**About this exercise:** Continue the passage on Texas state budget cuts and their effect on counties, picking up after its final sentence.

**Extract to read:**

=== Begin Enclosure ===

The Texas Division of Emergency Management, the Texas Department of State Health Services, the Texas Department of Public Safety and the Texas Workforce Commission were not required to prepare 5% reduction plans, due to their role in the state’s response to the pandemic. Other programs exempted from reduction plans are the Foundation School Program, Medicaid, behavioral health programs, Child Protective Services, Texas Department of Criminal Justice appropriations for correctional security and the Correctional Managed Health Care program.

State leaders also warned of additional reductions in agency budget requests for the 2022-23 biennium, indicating further guidance would be provided in the Legislative Appropriations Request (LAR) instructions, set to be released in July. Senate Finance Committee Chair Jane Nelson said that as she meets with state agencies to review appropriation requests, she will “begin at zero.” While the impacts of these reductions cannot be determined yet, counties can expect cuts in the limited funding they receive through the state budget.

County grant programs funded by the General Revenue Fund and General Revenue-Dedicated accounts are the most vulnerable. The General Revenue Fund is the state’s primary operating fund, and the majority of its receipts (over 54%) come from sales tax revenue. General Revenue-Dedicated accounts are statutorily dedicated funds whose balances can be used to certify general revenue spending. Continued funding for the County Transportation Infrastructure grant program in the 2022- 23 state budget may also be at risk, given the downward trend in sales and oil and gas and motor fuel tax receipts deposited in the State Highway Fund.

The upcoming state budget covers a two-year period, running from Sept. 1, 2021, to Aug. 31, 2023.

=== End Enclosure ===

**Data for analysis:**

=== Begin Enclosure ===

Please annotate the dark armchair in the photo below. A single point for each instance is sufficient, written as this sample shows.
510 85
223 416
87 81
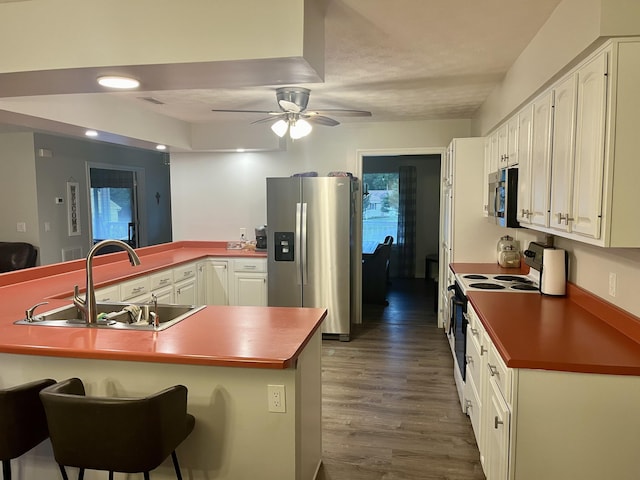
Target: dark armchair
16 256
375 273
128 435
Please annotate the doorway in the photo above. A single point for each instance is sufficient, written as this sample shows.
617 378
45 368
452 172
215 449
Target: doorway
384 206
113 203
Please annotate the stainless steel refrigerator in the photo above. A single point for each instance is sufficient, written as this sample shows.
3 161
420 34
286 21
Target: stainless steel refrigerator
310 251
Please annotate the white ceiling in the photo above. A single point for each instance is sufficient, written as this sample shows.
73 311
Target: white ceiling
400 60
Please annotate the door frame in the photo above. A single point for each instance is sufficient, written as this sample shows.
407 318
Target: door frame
379 152
139 194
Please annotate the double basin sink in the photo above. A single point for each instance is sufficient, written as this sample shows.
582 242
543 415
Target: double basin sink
114 316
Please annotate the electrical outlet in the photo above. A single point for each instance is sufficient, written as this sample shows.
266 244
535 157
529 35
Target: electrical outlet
276 398
613 280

=== End Enclosure ===

**Answer for this exercise:**
In previous economic downturns, the Legislature has combined across-the-board budget cuts, cost-shifting measures and the use of the Economic Stabilization Fund (ESF) to address anticipated budget deficits. Prior cost shifts enacted by the Legislature included tuition deregulation, first enacted in fiscal year 2003, and reductions in grant funding to counties, such as indigent defense formula grants, local mental health authority grants, state contributions for juror pay, and community supervision programs for adult and juvenile offenders. Cuts in funding or the underfunding of state programs also contribute to cost shifting from the state to county government. For example, delays in increasing forensic bed capacity at state hospitals raise county jail operating costs and liability.

Typically, the first step in establishing across-the-board cuts is requiring agencies to submit their biennial budget requests, known as a LAR, at levels below their current funding. Restored funding for affected programs can be requested in a LAR through special requests, known as exceptional items. County officials and other stakeholders can also speak to the need for affected programs at public hearings on state budget requests held before and during the legislative session.

Past across-the-board reductions that the state’s leadership has required as a starting point for budget deliberations have been between 2.5% and 12.5%.

The next major step in the state budget process is releasing LAR instructions, which should include guidance regarding additional reductions for 2022-23 budget requests. TAC staff will share analysis and information regarding state budget cuts and their impact on counties in preparation for and during the 87th legislative session.

Editor’s note: At time of publication, Texas Comptroller of Public Accounts Glenn Hegar issued an updated revenue estimate, which projects a $4.6 billion deficit for the state’s two-year budget that ends on Aug. 31, 2021 — down from the $2.9 billion surplus Hegar projected before the pandemic began.